◆ STATED EXERCISE 1 ◆
According to the editorial, on what date did Sheikh Hasina return from abroad in 1981?
◆ STATED EXERCISE 2 ◆
Please echo the editorial's wording exactly, beginning at the words "While commemorating the" and stopping after "activities were banned.".
◆ STATED EXERCISE 3 ◆
For each statement, say whether the editorial agrees with it, and quote the words that decide it: (a) Sheikh Hasina's father was assassinated in 1975. (b) Sheikh Hasina described her struggle as lasting 20 years. (c) Political activities are under a moratorium.

Committed to PEOPLE'S RIGHT TO KNOW
Vol. 5 Num 1057 Wed. May 23, 2007  
   
Editorial


No Nonsense
Who's suffocating: Politicians or people?


While commemorating the 26th anniversary of her homecoming on May 17 the day of her return from abroad in 1981, six years after her father and other family members were assassinated on August 15 in 1975 Sheikh Hasina declared that the nation was now in a "suffocating situation" as the people did not have the right to express their opinion and political activities were banned.

While there is a moratorium on political activities, politicians, including Hasina, and the people are voicing their opinions everyday on TV talk shows, newspaper columns and street corners (snap shot of public reaction Channel I). She simply doesn't want to hear, what the people have to say about the reform process.

The AL chief further said: "The main goal of my struggle for the last 26 years has been to establish the fundamental, democratic, constitutional and voting rights of the people. I struggled so that the people could get a better life, and the poor would no longer remain poor."

◆ DATA PROVIDED ◆

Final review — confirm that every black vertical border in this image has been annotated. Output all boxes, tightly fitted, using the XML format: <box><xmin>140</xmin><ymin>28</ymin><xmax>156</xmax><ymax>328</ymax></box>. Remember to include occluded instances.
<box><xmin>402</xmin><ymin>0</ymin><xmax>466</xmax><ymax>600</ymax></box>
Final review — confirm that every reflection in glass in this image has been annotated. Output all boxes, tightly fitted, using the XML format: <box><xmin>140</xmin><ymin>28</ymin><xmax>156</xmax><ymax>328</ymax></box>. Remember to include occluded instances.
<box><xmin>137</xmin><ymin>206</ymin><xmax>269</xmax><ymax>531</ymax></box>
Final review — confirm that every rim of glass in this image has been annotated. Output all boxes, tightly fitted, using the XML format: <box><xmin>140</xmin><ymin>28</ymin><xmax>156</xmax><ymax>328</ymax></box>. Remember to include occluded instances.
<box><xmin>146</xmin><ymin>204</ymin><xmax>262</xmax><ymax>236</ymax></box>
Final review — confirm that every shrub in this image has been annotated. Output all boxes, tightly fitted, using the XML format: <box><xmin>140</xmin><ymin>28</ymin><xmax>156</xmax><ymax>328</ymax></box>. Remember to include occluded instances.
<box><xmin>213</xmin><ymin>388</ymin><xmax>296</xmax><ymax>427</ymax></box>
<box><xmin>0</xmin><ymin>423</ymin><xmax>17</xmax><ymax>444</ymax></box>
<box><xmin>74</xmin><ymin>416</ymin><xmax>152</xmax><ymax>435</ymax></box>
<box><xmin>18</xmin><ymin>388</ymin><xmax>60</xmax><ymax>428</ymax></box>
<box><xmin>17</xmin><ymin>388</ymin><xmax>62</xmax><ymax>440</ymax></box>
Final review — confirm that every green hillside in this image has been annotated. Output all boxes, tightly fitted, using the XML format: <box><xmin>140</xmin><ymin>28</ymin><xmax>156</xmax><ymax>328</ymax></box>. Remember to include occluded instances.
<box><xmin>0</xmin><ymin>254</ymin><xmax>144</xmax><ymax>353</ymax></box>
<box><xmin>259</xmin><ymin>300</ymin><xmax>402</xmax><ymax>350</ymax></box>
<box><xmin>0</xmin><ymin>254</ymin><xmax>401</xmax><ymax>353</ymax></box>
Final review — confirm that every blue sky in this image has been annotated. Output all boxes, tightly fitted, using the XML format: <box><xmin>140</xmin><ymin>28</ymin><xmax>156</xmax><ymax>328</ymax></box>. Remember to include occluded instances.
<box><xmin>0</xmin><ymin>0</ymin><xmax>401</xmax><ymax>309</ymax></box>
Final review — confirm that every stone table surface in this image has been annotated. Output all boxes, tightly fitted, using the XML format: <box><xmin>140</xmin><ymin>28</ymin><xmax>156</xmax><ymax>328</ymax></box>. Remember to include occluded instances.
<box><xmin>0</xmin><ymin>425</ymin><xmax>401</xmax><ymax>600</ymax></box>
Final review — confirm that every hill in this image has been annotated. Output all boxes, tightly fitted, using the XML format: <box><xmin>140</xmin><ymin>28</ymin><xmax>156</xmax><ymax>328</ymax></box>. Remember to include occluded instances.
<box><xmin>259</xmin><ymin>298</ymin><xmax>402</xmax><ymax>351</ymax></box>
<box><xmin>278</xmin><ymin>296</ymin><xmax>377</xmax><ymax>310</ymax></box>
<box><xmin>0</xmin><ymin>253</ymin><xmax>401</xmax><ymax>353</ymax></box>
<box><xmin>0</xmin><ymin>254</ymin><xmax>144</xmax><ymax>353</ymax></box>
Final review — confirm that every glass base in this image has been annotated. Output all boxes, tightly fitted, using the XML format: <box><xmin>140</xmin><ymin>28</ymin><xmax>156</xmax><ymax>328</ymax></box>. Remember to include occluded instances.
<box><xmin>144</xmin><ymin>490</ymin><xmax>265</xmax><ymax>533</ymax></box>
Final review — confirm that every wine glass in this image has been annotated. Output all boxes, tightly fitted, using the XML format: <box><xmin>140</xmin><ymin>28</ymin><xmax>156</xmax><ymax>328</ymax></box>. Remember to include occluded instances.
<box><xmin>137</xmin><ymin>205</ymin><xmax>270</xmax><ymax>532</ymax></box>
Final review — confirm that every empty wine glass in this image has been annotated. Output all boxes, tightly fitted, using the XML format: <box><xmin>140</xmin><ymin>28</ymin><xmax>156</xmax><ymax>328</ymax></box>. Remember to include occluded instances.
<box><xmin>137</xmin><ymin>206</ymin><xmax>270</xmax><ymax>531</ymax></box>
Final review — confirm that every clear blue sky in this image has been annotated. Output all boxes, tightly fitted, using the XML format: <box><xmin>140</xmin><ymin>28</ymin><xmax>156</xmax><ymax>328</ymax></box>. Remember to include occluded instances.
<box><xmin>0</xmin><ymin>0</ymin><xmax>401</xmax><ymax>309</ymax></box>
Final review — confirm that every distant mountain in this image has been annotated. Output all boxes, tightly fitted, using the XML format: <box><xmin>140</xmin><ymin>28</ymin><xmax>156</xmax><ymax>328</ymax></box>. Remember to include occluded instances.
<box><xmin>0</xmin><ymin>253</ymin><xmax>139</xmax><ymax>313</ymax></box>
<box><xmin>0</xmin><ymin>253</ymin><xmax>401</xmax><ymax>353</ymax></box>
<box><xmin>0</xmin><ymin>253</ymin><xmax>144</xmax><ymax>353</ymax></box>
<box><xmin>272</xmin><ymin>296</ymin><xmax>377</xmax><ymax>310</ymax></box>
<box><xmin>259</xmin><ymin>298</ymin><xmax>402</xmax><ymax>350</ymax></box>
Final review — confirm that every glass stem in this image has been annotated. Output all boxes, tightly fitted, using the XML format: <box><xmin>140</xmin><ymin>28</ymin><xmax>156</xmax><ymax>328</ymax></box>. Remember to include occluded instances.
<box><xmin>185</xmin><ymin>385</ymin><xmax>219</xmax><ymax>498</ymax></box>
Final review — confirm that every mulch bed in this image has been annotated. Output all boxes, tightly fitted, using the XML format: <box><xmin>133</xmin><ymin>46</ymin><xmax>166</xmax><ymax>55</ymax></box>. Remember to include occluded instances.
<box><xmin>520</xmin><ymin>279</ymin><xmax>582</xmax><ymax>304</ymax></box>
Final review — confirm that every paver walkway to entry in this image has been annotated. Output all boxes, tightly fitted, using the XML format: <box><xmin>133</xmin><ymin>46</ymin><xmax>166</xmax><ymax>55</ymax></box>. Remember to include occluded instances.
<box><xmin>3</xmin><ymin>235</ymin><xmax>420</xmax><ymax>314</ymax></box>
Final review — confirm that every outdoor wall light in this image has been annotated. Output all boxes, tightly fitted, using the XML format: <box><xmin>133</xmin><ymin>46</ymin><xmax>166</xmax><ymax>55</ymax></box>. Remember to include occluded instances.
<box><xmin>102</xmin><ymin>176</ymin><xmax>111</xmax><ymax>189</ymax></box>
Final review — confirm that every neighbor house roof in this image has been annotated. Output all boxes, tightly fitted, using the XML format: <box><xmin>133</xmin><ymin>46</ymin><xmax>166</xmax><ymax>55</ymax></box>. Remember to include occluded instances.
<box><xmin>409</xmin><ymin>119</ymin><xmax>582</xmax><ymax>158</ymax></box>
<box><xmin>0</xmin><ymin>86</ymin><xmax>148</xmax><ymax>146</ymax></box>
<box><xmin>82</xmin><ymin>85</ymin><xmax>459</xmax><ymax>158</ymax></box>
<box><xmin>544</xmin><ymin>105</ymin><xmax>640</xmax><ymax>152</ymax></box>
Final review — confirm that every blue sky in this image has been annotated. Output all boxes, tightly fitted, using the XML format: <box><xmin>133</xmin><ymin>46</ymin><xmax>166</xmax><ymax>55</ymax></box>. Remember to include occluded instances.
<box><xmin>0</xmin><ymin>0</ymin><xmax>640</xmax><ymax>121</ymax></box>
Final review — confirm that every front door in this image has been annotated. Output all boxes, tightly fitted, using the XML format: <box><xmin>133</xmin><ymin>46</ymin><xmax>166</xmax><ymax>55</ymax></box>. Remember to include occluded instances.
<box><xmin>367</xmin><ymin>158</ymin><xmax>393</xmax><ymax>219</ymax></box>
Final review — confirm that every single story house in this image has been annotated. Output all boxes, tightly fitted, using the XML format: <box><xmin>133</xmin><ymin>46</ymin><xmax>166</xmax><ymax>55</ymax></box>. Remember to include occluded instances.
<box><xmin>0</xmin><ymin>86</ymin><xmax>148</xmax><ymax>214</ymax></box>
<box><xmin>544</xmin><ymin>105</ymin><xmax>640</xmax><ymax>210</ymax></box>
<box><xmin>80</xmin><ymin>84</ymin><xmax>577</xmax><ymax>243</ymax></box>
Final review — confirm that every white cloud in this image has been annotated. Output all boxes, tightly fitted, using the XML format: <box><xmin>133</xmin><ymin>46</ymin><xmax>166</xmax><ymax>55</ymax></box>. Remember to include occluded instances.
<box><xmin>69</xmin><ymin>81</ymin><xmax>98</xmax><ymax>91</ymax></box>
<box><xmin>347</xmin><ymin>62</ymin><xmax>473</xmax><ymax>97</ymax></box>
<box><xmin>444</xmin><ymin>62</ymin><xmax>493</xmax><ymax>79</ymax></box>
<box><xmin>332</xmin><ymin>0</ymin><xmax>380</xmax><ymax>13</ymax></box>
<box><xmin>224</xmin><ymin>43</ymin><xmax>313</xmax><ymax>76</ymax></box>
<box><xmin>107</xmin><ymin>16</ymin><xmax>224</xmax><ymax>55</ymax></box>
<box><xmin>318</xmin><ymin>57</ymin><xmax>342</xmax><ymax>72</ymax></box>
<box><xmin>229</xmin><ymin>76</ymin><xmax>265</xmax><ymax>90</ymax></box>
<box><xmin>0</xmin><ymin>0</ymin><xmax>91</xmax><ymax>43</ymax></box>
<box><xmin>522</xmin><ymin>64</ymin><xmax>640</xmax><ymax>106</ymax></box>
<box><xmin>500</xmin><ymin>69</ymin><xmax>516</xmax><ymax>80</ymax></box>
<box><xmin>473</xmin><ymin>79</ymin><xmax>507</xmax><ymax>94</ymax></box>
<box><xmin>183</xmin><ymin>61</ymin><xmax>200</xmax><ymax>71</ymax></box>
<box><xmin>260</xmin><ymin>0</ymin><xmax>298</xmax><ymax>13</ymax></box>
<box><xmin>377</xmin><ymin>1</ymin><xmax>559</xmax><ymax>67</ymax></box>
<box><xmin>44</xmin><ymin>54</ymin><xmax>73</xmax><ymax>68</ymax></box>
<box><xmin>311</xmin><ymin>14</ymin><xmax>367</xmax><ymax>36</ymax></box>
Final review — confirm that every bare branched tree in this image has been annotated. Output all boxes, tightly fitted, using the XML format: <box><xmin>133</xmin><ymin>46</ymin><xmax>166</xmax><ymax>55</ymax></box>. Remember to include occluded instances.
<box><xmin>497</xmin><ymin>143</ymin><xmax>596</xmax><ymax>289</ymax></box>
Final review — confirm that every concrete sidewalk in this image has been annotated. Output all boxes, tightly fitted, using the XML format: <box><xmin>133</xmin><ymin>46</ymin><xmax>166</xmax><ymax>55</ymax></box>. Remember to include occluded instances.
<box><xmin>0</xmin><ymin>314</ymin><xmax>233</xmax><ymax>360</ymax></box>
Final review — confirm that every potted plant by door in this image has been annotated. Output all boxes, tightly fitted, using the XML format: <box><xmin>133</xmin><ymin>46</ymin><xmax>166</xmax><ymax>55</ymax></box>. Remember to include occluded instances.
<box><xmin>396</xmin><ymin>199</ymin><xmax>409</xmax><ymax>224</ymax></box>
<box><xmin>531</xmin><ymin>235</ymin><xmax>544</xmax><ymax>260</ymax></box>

◆ COMPLETE OUTPUT 1 ◆
May 17

◆ COMPLETE OUTPUT 2 ◆
While commemorating the 26th anniversary of her homecoming on May 17 the day of her return from abroad in 1981, six years after her father and other family members were assassinated on August 15 in 1975 Sheikh Hasina declared that the nation was now in a "suffocating situation" as the people did not have the right to express their opinion and political activities were banned.

◆ COMPLETE OUTPUT 3 ◆
(a) Yes: "six years after her father and other family members were assassinated on August 15 in 1975"
(b) No: "The main goal of my struggle for the last 26 years"
(c) Yes: "While there is a moratorium on political activities"